L’un des documents soumis par les ONG dotées du statut consultatif auprès de l’ECOSOC (Conseil économique et social des Nations unies), qui seront discutés lors de la session, a été déposé par CAP-LC (Coordination des Associations et des Particuliers pour la Liberté de Conscience).
Il traite des violations du PIDCP perpétrées au Japon à l’encontre de l’Église de l’Unification, désormais connue sous le nom de Fédération des familles pour la paix mondiale et l’unification – bien que CAP-LC ait conservé le nom d’« Église de l’Unification », car c’est le plus utilisé dans les médias. Après l’assassinat de l’ancien Premier ministre Shinzo Abe, tant les droits de l’Église de l’Unification/Fédération des familles que les droits de ses membres et des participants aux événements des organisations affiliées ont été violés au Japon.
Comme on l’a vu dans une série d’articles publiés sur Bitter Winter, Abe a été tué par un homme qui n’a jamais été membre de l’Église de l’Unification. Sa mère a fait faillite il y a vingt ans, et il en a attribué la responsabilité à ses dons excessifs à cette Église. Il a décidé de punir Abe, car l’ancien Premier ministre avait assisté par vidéo à un événement d’une organisation liée à l’Église de l’Unification, puis envoyé un message à un autre événement de la même organisation. L’assassin avait également prévu de tuer la fondatrice de l’Église de l’Unification. A l’instar d’Abe, c’est l’Église qui était clairement la victime dans cette affaire.

#### [Lignes de données]

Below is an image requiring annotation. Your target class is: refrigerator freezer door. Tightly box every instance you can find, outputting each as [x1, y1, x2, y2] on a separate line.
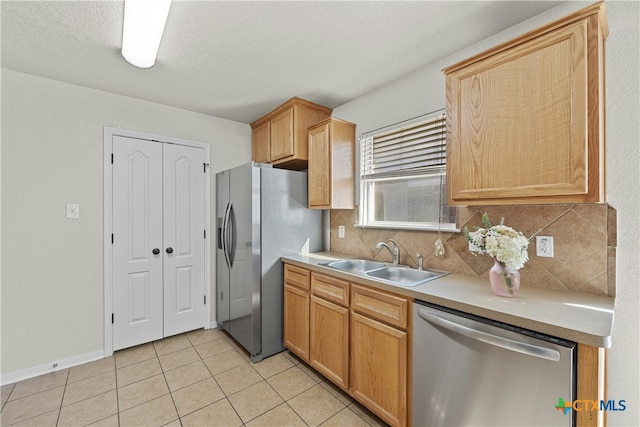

#### [Objectif]
Reprenez l’extrait fourni, tout le passage depuis « Comme on l’a » jusqu’à « dans cette affaire. », en substituant « trente ans » à « vingt ans ».

#### [Solution proposée]
Comme on l’a vu dans une série d’articles publiés sur Bitter Winter, Abe a été tué par un homme qui n’a jamais été membre de l’Église de l’Unification. Sa mère a fait faillite il y a trente ans, et il en a attribué la responsabilité à ses dons excessifs à cette Église. Il a décidé de punir Abe, car l’ancien Premier ministre avait assisté par vidéo à un événement d’une organisation liée à l’Église de l’Unification, puis envoyé un message à un autre événement de la même organisation. L’assassin avait également prévu de tuer la fondatrice de l’Église de l’Unification. A l’instar d’Abe, c’est l’Église qui était clairement la victime dans cette affaire.